EXERCISE BRIEF »
Rescale the pixel coordinates in the answers to all of the entries below by multiplying each one by 0.25 and rounding to the nearest whole number, with halves rounded up. Rewrite every line, requests included, with the requests left unchanged and the pictures omitted.

DATA LINES »

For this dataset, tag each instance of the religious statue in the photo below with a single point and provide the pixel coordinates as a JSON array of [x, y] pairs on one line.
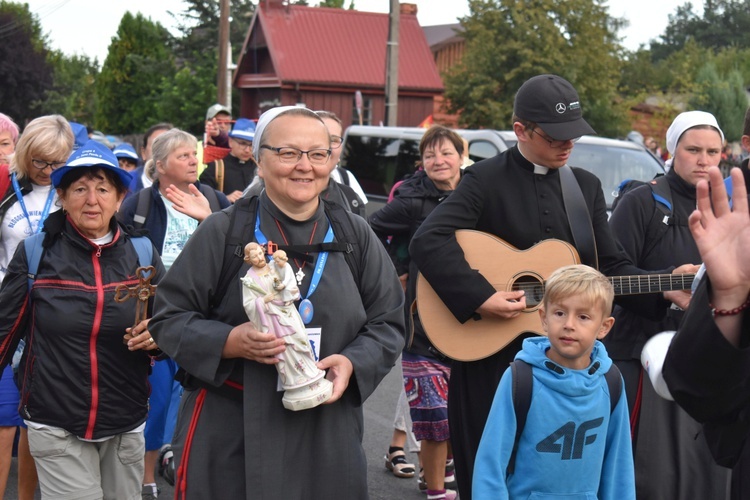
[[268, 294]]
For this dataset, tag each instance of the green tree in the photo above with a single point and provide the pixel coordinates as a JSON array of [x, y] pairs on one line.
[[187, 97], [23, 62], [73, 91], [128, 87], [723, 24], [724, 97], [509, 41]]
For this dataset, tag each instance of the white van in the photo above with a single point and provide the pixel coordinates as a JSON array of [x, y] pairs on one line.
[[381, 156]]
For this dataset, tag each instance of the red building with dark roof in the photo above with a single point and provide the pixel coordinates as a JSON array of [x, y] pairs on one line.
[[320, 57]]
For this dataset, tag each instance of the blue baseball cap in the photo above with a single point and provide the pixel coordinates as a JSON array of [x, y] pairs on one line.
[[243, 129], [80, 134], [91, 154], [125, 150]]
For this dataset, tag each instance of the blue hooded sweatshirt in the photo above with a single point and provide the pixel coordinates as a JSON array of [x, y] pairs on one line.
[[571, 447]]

FULL ANSWER »
For this dataset, tag each instance of the religious statue in the photo below with a single point and provide the pixel coordinates as a JSON array of [x, y] pairs on one line.
[[67, 74]]
For this dataset, tag each instance of the green tree in the photo above with a single point and provide the pixel coordinates as a JSON array of [x, y] pairs on one line.
[[47, 24], [6, 16], [18, 23], [32, 22], [181, 6], [181, 24], [127, 10]]
For this dataset, tag each instance of the white van in the photo above with a single point and provide the pixel coordinates as a JSON array of [x, y] pairs on one line.
[[95, 39]]
For this dataset, tag each instance of the red building with dark roof in the photo above with a single point and provide the pixel coordinates as a JSON array of [x, y] pairs on one line.
[[80, 14]]
For this dataset, tag each instance of the blue baseball cap in the photo above with a single point and provide the pixel coordinates as a JSON array of [x, y] pairs on one line.
[[61, 32], [20, 34], [23, 39], [31, 38]]
For this dataset, tag each instance of the blue hooded sweatshirt in the photo above with a single point and provide the pixel coordinates as a JSON array of [x, y] pairs on one line.
[[143, 112]]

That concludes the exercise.